▶ **PROBLEM STATEMENT**:
Rewrite the part of the rows that opens with the line containing "bed, outputting a bounding box per occurrence." and closes with the line containing "[748,333,828,380]", both lines included, swapping each "hedge" for "hedgerow" and leaving all else unchanged.

Image region labeling entries:
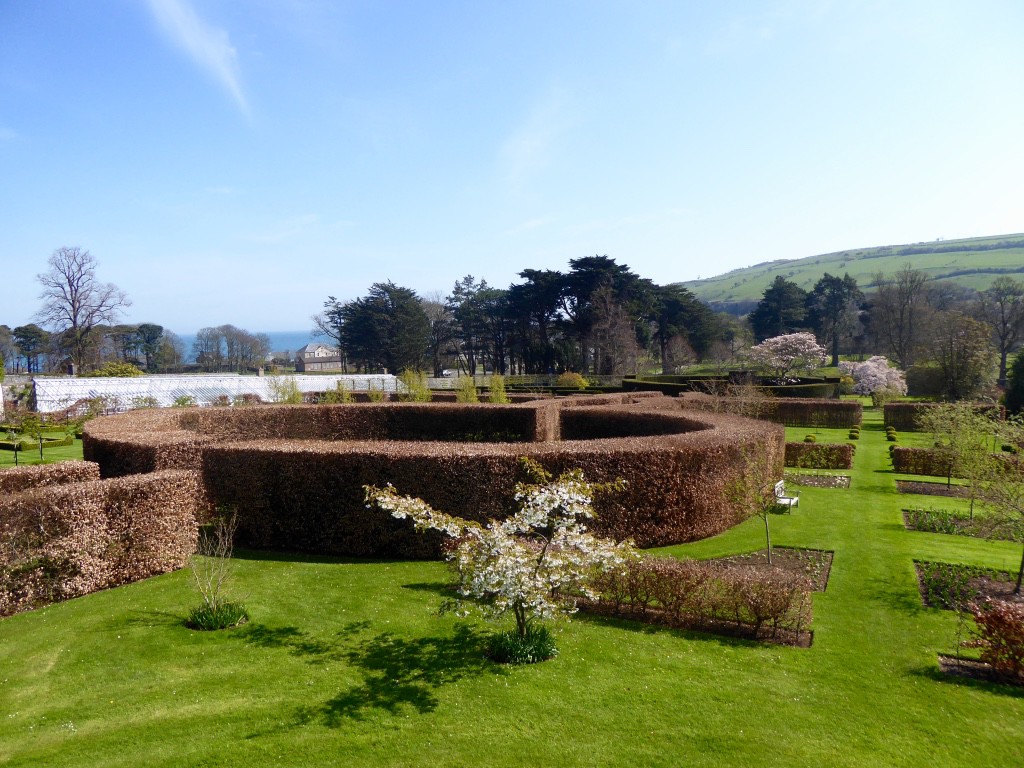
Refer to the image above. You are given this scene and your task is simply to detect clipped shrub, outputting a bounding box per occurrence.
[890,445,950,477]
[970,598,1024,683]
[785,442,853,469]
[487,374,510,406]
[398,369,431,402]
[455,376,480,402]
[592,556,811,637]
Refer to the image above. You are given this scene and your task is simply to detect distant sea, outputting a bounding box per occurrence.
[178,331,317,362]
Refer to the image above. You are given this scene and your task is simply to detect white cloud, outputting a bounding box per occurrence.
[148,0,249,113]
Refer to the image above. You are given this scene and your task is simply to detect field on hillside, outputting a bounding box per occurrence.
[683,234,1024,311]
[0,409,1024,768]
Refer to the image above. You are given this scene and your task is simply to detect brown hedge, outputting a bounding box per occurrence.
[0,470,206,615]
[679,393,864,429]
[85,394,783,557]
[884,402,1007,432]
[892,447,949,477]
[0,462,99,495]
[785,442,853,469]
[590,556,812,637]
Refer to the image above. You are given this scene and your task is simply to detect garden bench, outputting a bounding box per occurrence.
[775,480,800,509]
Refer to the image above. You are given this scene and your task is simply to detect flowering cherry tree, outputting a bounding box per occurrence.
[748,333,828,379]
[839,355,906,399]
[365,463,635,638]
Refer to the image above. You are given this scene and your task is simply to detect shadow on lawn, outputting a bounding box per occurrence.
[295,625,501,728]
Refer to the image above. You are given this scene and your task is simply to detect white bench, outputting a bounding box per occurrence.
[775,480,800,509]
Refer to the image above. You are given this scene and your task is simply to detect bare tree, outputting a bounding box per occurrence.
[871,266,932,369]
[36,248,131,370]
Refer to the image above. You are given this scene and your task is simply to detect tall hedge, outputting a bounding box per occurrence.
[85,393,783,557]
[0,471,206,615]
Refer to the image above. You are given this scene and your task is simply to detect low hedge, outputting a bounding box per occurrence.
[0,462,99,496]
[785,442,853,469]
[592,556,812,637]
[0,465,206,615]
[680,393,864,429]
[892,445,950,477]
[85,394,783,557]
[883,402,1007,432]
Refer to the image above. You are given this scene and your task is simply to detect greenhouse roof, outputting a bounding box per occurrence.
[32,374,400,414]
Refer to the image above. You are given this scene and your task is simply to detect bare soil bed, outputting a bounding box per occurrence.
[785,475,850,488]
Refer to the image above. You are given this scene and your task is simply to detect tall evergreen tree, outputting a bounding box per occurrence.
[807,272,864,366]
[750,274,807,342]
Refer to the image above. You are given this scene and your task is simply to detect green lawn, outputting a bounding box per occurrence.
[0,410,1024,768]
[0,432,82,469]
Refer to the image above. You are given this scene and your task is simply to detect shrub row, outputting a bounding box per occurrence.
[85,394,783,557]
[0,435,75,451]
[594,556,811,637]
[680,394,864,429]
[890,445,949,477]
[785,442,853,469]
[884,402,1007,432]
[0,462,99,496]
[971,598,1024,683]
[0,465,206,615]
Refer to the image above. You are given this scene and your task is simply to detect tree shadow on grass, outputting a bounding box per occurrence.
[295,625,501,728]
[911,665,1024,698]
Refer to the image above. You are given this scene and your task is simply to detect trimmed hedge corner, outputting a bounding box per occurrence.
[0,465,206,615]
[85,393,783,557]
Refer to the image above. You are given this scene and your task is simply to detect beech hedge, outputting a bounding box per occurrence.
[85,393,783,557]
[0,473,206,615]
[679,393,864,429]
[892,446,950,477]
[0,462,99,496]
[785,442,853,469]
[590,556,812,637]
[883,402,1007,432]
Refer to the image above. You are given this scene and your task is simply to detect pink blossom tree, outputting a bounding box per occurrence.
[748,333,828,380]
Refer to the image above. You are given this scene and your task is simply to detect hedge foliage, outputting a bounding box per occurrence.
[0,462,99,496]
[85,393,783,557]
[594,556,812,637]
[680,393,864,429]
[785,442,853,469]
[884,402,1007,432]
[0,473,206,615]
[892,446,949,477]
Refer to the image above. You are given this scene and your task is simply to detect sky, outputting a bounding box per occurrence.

▶ **CORRECT ANSWER**:
Refer to the image above. You are given this scene and your task is simply to detect bare soil bed, outputting a bounding box per occurrence.
[785,475,850,488]
Refer to the image above. You are given this scene and your task is simply to detect tall evergreen tree, outputting a bounding box per occurrence.
[807,272,864,366]
[750,274,807,342]
Refer to the image above. You are given this scene and your task is simply to detect green lawn, outputting a bounding box per occurrence.
[0,410,1024,768]
[0,432,82,469]
Refer to the image above. You are given this scene and your task is simply to detect shrub row, outputting a bounding box per occurrence.
[85,394,783,557]
[0,435,75,451]
[594,556,811,637]
[680,394,864,429]
[890,445,949,477]
[785,442,853,469]
[884,402,1007,432]
[0,462,99,496]
[971,598,1024,683]
[0,465,206,615]
Refer to the image above. You are given this scene and your task is simply to detect tree shadow on grass, outputting a bounding box per occurrence.
[295,625,501,728]
[911,665,1024,698]
Refer to the image above. You are given this scene and your task is simply to detect trimmed hedgerow corner, outputting a bounding box per occurrence.
[0,465,206,615]
[85,393,783,557]
Refer to the image above. You are given this scene and your task is simply to detect beech hedgerow, outputting a bounding box per occurrence.
[85,393,783,557]
[0,473,206,615]
[679,393,864,429]
[892,446,950,477]
[0,462,99,496]
[785,442,853,469]
[590,556,812,637]
[883,402,1007,432]
Refer to the image above. You are given this scene and your task is simply to detect pink blossom tree, outputting a bounding box per occurrence.
[748,333,828,380]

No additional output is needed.